▶ [TEXT]:
Segment Open
Minggu, 19 Desember 2010
UNNATURAL TIES AND HOW THEOLOGICAL PERSPECTIVE BENDS REALITY
EVALUATION: NATURAL AND UNNATURAL TIES
Conference Theology of Adoption, May 24-26 2010, Aberdeen
© R.Ruard Ganzevoort
I have argued that adoption changes the family just as much as it changes the child. I have advocated a dialectical approach to the natural and the unnatural, hoping that that will help us move beyond a view of adoption as changing, adapting, normalizing the child. Let me conclude by pushing it one step further. If we reflect theologically on the non-procreation based family, we first have to affirm the natural, the earthly, the physical. Obviously that includes procreation.
Our human existence commences on being born, or if you want on the occasion of the merger of male and female genetic material. Being born and becoming part of humankind means sharing this physical existence. It also creates a very specific connection with the man and the woman whose bodies created ours. To overlook the centrality of that connection is to develop an illusionary theology that negates
our fundamental physicality.
And yet, even if this is a necessary condition for our existence, it is not a sufficient one, especially when we talk about becoming part of a family. Even when one is born into a procreation-based family, it is not until the parents receive, accept, adopt that is, the child that a family comes into being. Acceptance, care, love, responsibility: terms like these define the family ties. But they are not defined by procreation, they are part of the process of adopting the child. If parents do not build that kind of relations, there is no family. In that sense, we all have to adopt our children, whether or not they are biologically our own. The defining element
of family is not procreation, it is adoption.
And so we have come full circle in critically reflecting on the natural and unnatural ties. Theology’s preference as lived out by the church may traditionally have been with the natural order, in the end it should probably be with the unnatural. A critical theological examination challenges our preference for the natural and shows that procreation is just not good enough. This very specifically implies that adopted children are not the exception. They are prototypical for human family life. To speak of adoption is to speak of family, I said at the beginning. But that is not because family life is constitutive for adoption. It is the other way around. Adoption is constitutive for the family.
Yes, the non-procreation based family may indeed symbolize mercy and grace, but not because solitary individuals are restored into the normal situation of family life by adoption. Non-procreation based families are a symbol of grace because they show us that life depends on undeserved acceptance and love, not on any quality in and of ourselves. They are a symbol of grace, of life, because they remind us that it is not our natural origins that count, but our relational future. They are a symbol of grace because they embody that we are not determined by the limitations of natural life, but called into the unnatural freedom of loving care.
Segment Closed
▶ [GIVEN RECORDS]:
Segment Open
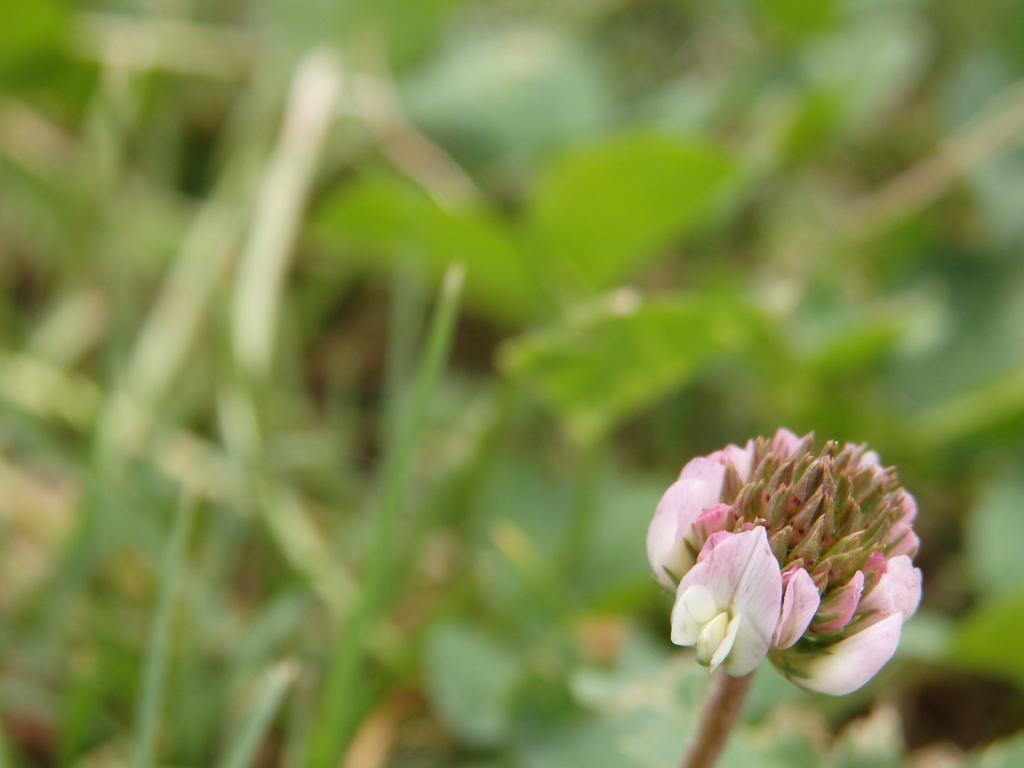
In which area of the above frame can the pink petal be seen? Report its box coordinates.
[693,503,732,539]
[647,479,725,590]
[888,522,921,559]
[771,568,821,648]
[679,456,725,499]
[676,527,782,677]
[859,555,921,627]
[899,490,918,523]
[771,427,800,456]
[814,570,864,632]
[787,613,903,696]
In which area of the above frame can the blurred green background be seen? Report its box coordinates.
[6,0,1024,768]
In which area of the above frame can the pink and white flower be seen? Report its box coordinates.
[672,527,782,677]
[647,429,922,694]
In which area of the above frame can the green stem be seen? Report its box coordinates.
[680,669,754,768]
[129,492,196,768]
[220,662,298,768]
[306,265,464,768]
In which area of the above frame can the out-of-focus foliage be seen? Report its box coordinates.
[6,0,1024,768]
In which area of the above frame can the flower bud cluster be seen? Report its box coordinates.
[647,429,921,694]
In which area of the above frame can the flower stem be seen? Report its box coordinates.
[679,669,754,768]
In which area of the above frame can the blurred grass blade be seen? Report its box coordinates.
[129,493,197,768]
[220,660,299,768]
[231,50,342,374]
[0,728,14,768]
[307,264,465,768]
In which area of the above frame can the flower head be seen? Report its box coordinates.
[647,429,921,694]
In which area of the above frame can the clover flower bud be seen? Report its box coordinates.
[647,429,921,694]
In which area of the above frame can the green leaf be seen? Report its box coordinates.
[529,133,736,289]
[965,473,1024,595]
[499,292,754,443]
[315,174,544,323]
[399,27,609,166]
[951,591,1024,685]
[964,736,1024,768]
[424,623,521,746]
[0,0,68,75]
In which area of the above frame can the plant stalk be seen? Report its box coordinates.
[679,669,754,768]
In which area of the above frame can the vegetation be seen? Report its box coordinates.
[0,0,1024,768]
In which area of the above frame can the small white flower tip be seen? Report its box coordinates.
[673,526,782,677]
[790,613,903,696]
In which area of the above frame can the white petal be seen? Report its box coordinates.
[711,615,740,672]
[672,584,718,645]
[696,612,732,664]
[791,613,903,696]
[679,527,782,677]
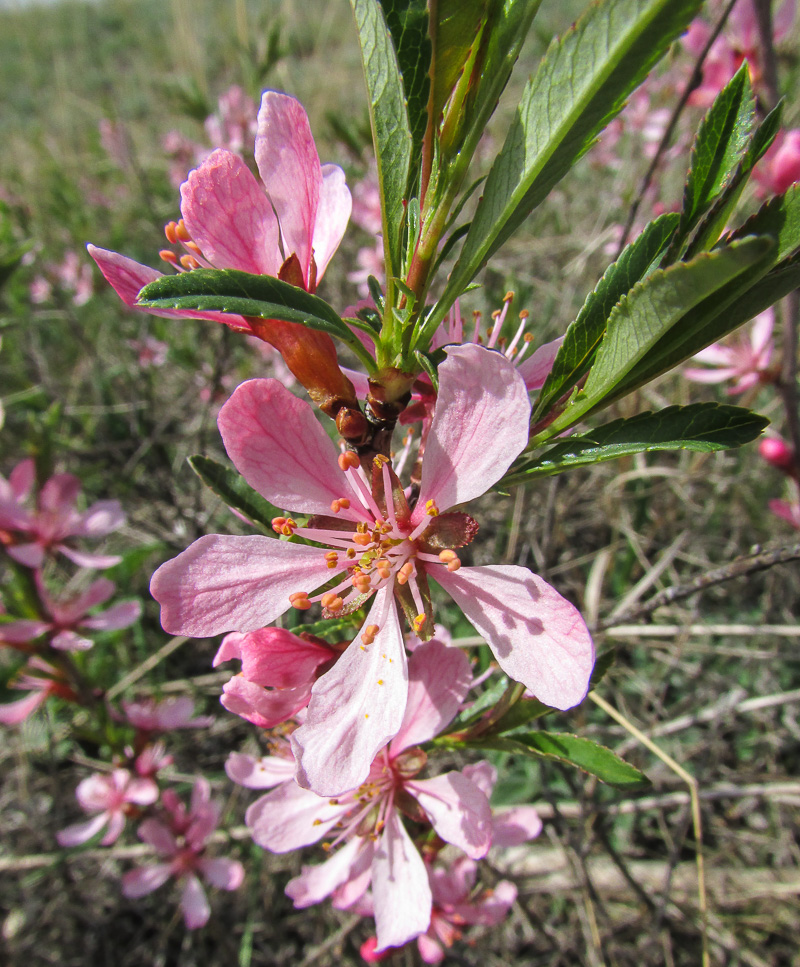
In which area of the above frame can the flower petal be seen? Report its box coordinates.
[181,148,280,275]
[435,565,595,709]
[405,772,492,860]
[291,583,408,796]
[391,641,472,755]
[372,809,432,950]
[217,379,361,520]
[412,343,531,523]
[150,534,330,638]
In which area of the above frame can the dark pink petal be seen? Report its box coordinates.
[413,343,531,523]
[435,565,594,709]
[181,148,280,275]
[245,782,347,853]
[197,856,244,890]
[217,379,361,520]
[390,641,472,756]
[313,165,353,284]
[122,863,171,900]
[225,752,295,789]
[150,534,330,638]
[181,874,211,930]
[255,91,322,288]
[405,772,492,860]
[286,836,372,909]
[291,584,408,796]
[492,806,542,846]
[372,809,432,951]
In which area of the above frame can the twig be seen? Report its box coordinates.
[614,0,736,261]
[589,692,711,967]
[593,541,800,631]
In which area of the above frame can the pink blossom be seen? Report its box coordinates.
[0,656,76,725]
[0,459,125,568]
[122,779,244,930]
[122,695,214,732]
[151,344,594,795]
[88,91,352,332]
[683,308,775,394]
[246,642,491,949]
[213,628,341,729]
[56,769,158,846]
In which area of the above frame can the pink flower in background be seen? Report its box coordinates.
[88,91,352,332]
[753,128,800,196]
[122,695,214,732]
[683,308,775,394]
[151,345,594,796]
[246,642,491,949]
[0,459,125,568]
[122,779,244,930]
[213,628,341,729]
[0,656,76,725]
[56,769,158,846]
[0,571,142,651]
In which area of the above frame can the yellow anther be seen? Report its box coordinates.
[339,450,361,470]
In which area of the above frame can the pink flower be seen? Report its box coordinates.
[88,91,352,332]
[0,571,142,651]
[246,642,491,949]
[56,769,158,846]
[122,779,244,930]
[683,308,775,393]
[151,345,594,796]
[213,628,341,729]
[122,695,214,732]
[0,459,125,568]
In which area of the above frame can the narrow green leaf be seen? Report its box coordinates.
[506,403,769,487]
[350,0,413,278]
[436,0,700,323]
[545,237,775,438]
[532,212,680,422]
[506,732,650,789]
[189,454,282,538]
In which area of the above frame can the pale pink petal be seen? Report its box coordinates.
[81,601,142,631]
[390,641,472,756]
[313,165,353,283]
[405,772,492,860]
[245,782,346,853]
[291,583,408,796]
[56,813,109,846]
[150,534,330,638]
[197,856,244,890]
[122,863,171,900]
[181,875,211,930]
[517,336,564,392]
[0,689,47,725]
[225,752,295,789]
[217,379,361,520]
[255,91,322,285]
[436,565,595,709]
[413,343,531,523]
[286,836,373,909]
[372,809,432,951]
[181,148,280,275]
[492,806,542,846]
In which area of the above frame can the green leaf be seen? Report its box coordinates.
[426,0,700,335]
[350,0,413,278]
[532,212,680,422]
[510,403,769,487]
[545,237,775,438]
[506,732,650,789]
[189,454,283,538]
[380,0,431,167]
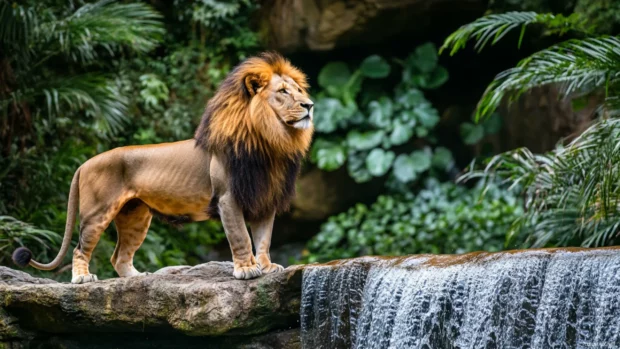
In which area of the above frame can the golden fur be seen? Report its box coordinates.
[13,53,313,283]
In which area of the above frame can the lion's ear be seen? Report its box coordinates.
[244,74,267,97]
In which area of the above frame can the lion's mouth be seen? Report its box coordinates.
[286,114,312,130]
[286,114,310,126]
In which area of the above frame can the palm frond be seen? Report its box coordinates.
[439,11,589,55]
[476,37,620,120]
[0,216,61,265]
[5,73,128,136]
[460,119,620,247]
[36,0,165,62]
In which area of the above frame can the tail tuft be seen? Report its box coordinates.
[13,247,32,268]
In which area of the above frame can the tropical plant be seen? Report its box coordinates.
[442,12,620,246]
[310,43,454,189]
[305,179,523,262]
[0,0,258,277]
[0,216,61,265]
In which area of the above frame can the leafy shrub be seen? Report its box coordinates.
[442,10,620,247]
[305,179,523,262]
[0,216,61,265]
[0,0,258,278]
[310,43,453,188]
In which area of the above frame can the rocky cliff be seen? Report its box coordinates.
[0,262,301,348]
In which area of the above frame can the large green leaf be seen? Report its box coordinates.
[366,148,395,177]
[393,154,418,183]
[368,97,393,128]
[461,122,484,145]
[432,147,454,171]
[314,98,344,133]
[316,145,346,171]
[413,103,439,129]
[396,88,426,108]
[360,55,390,79]
[347,152,372,183]
[390,121,413,145]
[347,130,385,150]
[318,62,351,89]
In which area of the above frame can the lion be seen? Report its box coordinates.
[13,52,313,284]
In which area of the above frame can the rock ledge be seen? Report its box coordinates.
[0,262,302,347]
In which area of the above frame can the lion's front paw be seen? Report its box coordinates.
[71,274,98,284]
[261,263,284,274]
[233,263,262,280]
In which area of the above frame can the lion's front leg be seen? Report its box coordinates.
[250,213,284,274]
[218,194,262,279]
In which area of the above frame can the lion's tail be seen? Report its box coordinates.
[13,168,80,270]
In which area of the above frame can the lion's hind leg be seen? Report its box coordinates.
[71,205,114,284]
[110,199,153,277]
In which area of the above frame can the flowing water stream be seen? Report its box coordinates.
[301,248,620,349]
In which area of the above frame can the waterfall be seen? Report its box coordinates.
[301,248,620,349]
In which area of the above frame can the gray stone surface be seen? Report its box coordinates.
[0,262,301,342]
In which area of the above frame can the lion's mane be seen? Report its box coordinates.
[194,52,312,221]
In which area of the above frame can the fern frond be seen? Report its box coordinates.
[36,0,165,62]
[460,119,620,247]
[476,37,620,120]
[5,73,128,136]
[439,11,589,55]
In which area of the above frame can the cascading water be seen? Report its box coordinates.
[301,248,620,349]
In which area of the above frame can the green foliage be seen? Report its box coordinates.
[444,8,620,246]
[575,0,620,34]
[305,180,522,262]
[0,0,258,277]
[0,216,62,265]
[460,113,503,145]
[440,12,590,55]
[462,119,620,247]
[442,12,620,120]
[310,43,451,188]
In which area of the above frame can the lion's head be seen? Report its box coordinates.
[195,52,314,157]
[195,53,313,221]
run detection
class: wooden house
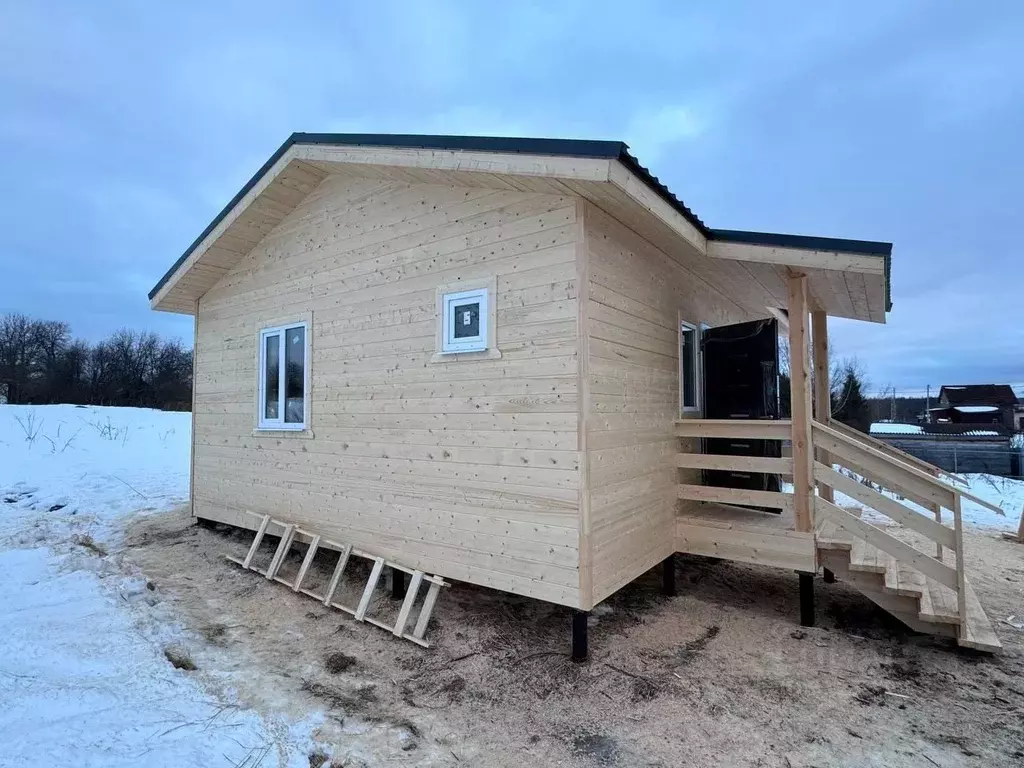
[150,134,997,656]
[928,384,1019,430]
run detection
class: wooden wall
[194,175,585,605]
[581,203,751,604]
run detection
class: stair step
[883,556,928,598]
[850,539,888,573]
[919,578,959,624]
[814,519,853,552]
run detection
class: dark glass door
[700,319,782,512]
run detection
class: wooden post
[811,310,836,503]
[662,553,676,597]
[953,494,967,639]
[572,608,590,662]
[788,274,814,532]
[797,571,814,627]
[391,567,406,600]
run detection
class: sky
[0,0,1024,391]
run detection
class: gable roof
[939,384,1017,406]
[150,133,892,322]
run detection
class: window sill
[253,427,314,440]
[430,349,502,362]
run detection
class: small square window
[441,288,487,353]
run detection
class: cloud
[625,104,710,166]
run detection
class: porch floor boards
[676,503,817,572]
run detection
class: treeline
[778,356,872,432]
[0,314,193,411]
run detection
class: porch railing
[676,419,970,629]
[812,421,967,630]
[676,419,794,518]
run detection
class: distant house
[870,421,1021,477]
[928,384,1019,430]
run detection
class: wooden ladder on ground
[813,422,1002,652]
[224,515,449,648]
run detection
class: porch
[675,273,1000,651]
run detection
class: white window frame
[679,317,703,414]
[440,288,490,354]
[256,321,310,431]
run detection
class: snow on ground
[0,406,317,768]
[835,466,1024,534]
[0,406,1024,768]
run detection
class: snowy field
[0,406,1024,768]
[0,406,316,768]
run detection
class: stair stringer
[818,549,957,639]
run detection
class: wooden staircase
[816,509,1002,652]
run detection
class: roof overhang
[150,133,892,323]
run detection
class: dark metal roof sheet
[939,384,1017,406]
[150,133,892,309]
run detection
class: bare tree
[0,314,191,409]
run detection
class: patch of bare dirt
[126,510,1024,768]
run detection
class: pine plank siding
[581,203,752,604]
[194,175,585,606]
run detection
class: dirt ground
[125,509,1024,768]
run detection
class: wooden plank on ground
[956,583,1002,653]
[264,523,295,582]
[292,534,321,592]
[392,570,423,637]
[355,557,384,622]
[324,544,352,605]
[413,582,441,640]
[241,515,270,568]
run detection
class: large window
[679,321,700,413]
[441,288,488,353]
[258,323,309,429]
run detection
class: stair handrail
[812,421,966,632]
[824,417,968,485]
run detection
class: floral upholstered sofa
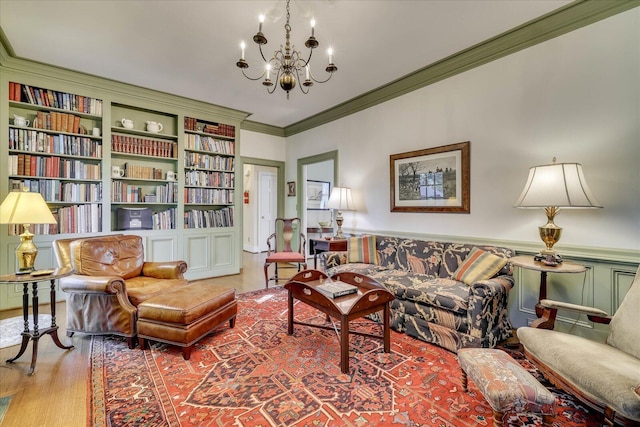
[320,236,514,352]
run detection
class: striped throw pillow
[453,248,507,285]
[347,236,379,265]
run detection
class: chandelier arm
[309,71,333,83]
[241,68,266,80]
[258,44,269,62]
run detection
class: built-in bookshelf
[7,82,103,235]
[110,104,179,231]
[184,117,236,228]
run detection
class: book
[316,281,358,298]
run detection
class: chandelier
[236,0,338,99]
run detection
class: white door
[258,171,278,252]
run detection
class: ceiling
[0,0,569,127]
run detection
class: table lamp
[327,187,356,239]
[515,157,602,265]
[0,191,58,274]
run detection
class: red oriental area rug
[88,288,598,427]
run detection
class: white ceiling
[0,0,569,127]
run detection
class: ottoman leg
[460,369,469,392]
[493,411,504,427]
[182,345,193,360]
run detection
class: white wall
[240,130,286,162]
[286,9,640,254]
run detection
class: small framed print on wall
[287,181,296,197]
[389,141,471,213]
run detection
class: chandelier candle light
[236,0,338,99]
[515,157,602,265]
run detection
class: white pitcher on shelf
[147,121,163,133]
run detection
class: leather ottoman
[137,282,238,360]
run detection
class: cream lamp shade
[327,187,356,239]
[515,157,602,265]
[0,191,58,274]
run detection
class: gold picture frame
[389,141,471,213]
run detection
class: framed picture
[287,181,296,197]
[389,141,471,213]
[307,180,331,209]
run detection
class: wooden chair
[264,218,307,288]
[518,267,640,426]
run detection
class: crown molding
[284,0,640,137]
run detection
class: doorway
[297,150,338,256]
[240,157,284,259]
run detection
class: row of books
[123,163,169,179]
[9,154,100,179]
[32,111,80,133]
[9,82,102,116]
[151,208,177,230]
[9,204,102,236]
[184,134,236,155]
[184,188,234,205]
[184,117,236,138]
[111,135,178,159]
[9,179,102,203]
[184,152,234,172]
[202,123,236,138]
[184,171,235,188]
[111,181,178,203]
[9,128,102,159]
[184,206,233,228]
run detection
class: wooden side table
[510,255,587,328]
[309,239,347,270]
[0,267,73,375]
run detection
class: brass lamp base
[16,224,38,274]
[334,211,344,239]
[534,207,562,265]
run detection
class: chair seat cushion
[125,276,189,307]
[518,327,640,421]
[266,252,305,262]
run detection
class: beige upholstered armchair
[518,267,640,426]
[54,234,188,348]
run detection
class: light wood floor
[0,252,296,427]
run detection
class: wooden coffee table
[284,270,395,374]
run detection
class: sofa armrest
[142,261,187,279]
[318,251,347,271]
[467,275,514,347]
[59,274,125,295]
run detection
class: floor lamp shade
[515,158,602,265]
[327,187,356,239]
[0,191,57,273]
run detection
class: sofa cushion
[438,243,514,278]
[347,236,379,265]
[453,248,507,285]
[376,236,443,277]
[70,235,144,280]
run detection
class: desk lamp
[0,191,58,274]
[327,187,356,239]
[515,157,602,265]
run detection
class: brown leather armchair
[54,234,188,348]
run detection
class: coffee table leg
[383,303,391,353]
[287,291,293,335]
[340,316,349,374]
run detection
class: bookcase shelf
[0,75,247,294]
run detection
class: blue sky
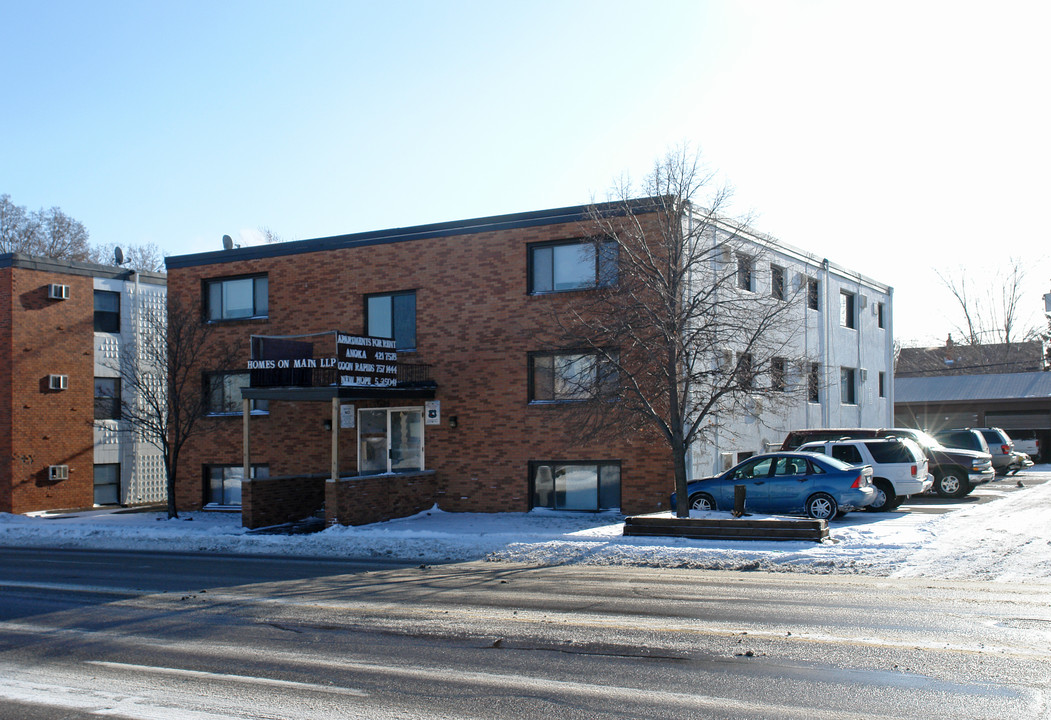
[0,0,1051,343]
Segment Closed
▶ [WORK TASK]:
Reproduce the passage of the adoption text from "And yet, even" up to and including "it is adoption.", word for word. You can set the records aside, since nothing here depends on them.

▶ [ANSWER TO THIS EXERCISE]:
And yet, even if this is a necessary condition for our existence, it is not a sufficient one, especially when we talk about becoming part of a family. Even when one is born into a procreation-based family, it is not until the parents receive, accept, adopt that is, the child that a family comes into being. Acceptance, care, love, responsibility: terms like these define the family ties. But they are not defined by procreation, they are part of the process of adopting the child. If parents do not build that kind of relations, there is no family. In that sense, we all have to adopt our children, whether or not they are biologically our own. The defining element
of family is not procreation, it is adoption.